Boundary annotation material:
+++

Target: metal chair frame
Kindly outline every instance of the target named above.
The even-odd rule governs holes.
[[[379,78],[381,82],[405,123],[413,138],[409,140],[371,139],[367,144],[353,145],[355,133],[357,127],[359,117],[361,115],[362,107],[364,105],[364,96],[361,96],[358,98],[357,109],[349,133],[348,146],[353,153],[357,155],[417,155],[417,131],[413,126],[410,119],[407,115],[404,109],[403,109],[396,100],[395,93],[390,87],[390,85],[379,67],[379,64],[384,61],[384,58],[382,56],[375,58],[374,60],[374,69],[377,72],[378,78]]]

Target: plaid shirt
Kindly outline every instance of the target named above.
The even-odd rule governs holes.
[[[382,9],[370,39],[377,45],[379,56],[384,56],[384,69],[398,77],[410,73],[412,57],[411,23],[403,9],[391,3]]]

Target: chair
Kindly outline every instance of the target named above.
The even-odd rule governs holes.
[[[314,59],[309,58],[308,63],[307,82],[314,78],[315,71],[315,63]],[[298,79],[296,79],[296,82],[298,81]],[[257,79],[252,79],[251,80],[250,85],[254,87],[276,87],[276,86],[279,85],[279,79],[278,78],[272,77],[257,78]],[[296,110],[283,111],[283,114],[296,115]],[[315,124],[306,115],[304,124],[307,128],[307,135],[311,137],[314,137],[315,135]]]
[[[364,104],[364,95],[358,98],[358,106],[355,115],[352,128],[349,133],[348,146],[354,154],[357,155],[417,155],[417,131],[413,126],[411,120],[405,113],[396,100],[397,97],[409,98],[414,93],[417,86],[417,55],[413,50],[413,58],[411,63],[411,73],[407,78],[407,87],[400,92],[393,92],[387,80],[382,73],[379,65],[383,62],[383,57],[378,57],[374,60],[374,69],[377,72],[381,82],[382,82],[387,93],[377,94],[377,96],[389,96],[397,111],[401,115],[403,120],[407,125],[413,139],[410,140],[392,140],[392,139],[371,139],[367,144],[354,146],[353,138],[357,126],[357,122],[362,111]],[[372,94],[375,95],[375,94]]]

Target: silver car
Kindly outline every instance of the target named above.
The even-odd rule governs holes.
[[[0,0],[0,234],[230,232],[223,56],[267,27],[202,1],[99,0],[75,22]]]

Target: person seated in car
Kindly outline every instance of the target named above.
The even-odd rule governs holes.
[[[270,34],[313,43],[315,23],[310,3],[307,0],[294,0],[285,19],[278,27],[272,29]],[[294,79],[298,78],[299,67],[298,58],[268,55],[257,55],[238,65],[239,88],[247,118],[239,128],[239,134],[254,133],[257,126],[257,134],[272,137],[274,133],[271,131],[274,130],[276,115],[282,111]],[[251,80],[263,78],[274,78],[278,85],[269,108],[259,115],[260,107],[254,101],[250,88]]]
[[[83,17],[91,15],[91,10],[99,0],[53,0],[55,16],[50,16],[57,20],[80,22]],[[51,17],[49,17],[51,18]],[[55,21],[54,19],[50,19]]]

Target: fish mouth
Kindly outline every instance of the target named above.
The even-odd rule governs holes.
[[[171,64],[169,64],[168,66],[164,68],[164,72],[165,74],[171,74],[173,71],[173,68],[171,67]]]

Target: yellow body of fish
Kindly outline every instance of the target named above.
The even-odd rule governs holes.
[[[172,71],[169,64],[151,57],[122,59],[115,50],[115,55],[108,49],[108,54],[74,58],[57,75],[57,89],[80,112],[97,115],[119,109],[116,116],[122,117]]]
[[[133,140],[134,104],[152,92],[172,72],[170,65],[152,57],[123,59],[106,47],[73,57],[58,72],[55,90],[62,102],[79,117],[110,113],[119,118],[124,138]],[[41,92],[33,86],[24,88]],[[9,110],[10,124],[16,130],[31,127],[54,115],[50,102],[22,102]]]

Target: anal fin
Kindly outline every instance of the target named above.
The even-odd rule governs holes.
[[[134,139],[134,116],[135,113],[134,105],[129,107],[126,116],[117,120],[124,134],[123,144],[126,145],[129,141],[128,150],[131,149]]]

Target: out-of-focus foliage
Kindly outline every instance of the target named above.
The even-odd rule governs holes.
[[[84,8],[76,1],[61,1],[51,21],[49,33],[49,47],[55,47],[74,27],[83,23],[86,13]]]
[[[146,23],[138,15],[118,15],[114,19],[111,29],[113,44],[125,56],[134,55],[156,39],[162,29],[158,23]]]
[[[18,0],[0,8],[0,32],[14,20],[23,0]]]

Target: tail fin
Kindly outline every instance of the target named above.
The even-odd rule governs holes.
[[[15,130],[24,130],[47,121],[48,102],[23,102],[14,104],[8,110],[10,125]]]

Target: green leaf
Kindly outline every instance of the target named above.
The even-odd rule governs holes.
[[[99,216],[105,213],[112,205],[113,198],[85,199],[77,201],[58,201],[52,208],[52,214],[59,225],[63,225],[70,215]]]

+++

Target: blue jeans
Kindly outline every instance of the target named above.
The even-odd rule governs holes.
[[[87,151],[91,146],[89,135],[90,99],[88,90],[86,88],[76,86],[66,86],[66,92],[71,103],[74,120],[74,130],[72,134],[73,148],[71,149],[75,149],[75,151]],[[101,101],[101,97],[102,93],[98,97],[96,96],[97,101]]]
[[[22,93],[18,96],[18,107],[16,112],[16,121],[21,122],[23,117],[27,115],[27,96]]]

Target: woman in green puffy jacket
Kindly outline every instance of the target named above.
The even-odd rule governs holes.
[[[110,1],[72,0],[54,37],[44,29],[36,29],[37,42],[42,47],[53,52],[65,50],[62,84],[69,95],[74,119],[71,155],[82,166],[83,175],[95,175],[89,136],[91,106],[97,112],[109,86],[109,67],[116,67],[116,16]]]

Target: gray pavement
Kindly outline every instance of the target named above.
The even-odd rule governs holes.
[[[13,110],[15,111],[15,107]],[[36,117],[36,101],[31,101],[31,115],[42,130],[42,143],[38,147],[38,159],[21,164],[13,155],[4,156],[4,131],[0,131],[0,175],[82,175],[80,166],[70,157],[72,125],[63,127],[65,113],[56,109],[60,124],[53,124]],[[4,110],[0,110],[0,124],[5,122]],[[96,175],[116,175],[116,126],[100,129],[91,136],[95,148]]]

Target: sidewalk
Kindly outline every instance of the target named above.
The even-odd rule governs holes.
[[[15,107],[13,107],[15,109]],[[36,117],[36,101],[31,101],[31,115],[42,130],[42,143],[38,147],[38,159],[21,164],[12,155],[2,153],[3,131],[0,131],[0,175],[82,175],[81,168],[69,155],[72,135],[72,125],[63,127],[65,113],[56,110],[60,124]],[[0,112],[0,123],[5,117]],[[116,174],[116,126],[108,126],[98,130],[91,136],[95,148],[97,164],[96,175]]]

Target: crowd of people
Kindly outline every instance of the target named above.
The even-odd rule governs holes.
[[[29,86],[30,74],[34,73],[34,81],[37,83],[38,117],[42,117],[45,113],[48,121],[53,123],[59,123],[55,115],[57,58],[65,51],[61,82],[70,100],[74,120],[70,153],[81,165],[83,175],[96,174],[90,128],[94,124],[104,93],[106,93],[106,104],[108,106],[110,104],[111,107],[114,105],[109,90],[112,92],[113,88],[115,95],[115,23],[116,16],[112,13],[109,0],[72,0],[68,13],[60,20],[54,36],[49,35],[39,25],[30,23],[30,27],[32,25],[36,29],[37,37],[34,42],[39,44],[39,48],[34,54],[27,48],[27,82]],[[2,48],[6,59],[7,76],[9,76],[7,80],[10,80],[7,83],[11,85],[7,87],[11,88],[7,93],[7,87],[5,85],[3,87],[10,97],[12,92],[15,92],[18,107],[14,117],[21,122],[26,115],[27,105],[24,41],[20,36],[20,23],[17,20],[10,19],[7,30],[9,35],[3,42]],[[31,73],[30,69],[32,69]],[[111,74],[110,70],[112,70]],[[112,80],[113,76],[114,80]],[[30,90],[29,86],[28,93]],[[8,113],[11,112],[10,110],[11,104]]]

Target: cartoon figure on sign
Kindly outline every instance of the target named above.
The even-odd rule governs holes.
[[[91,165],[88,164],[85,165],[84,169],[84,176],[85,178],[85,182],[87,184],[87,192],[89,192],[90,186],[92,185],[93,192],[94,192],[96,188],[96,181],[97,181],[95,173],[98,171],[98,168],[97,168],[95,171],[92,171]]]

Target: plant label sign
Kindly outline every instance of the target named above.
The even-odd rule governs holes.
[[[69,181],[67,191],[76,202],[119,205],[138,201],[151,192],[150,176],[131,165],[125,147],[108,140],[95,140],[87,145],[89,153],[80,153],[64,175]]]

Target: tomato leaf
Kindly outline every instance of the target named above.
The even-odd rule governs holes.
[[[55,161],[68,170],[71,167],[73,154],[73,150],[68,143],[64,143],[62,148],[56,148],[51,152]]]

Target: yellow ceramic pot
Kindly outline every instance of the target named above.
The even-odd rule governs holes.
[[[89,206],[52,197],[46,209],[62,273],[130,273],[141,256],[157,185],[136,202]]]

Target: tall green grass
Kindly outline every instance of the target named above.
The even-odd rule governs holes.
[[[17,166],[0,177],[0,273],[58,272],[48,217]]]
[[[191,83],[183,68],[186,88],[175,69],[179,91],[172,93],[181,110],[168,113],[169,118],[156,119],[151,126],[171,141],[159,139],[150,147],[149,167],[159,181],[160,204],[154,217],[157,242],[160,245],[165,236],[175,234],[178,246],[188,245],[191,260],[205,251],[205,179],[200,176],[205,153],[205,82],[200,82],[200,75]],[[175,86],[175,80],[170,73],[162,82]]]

+++

Pull out each line of the material above that contains the string "yellow", matching case exactly, and leave out all other lines.

Target: yellow body of fish
Target: yellow ceramic pot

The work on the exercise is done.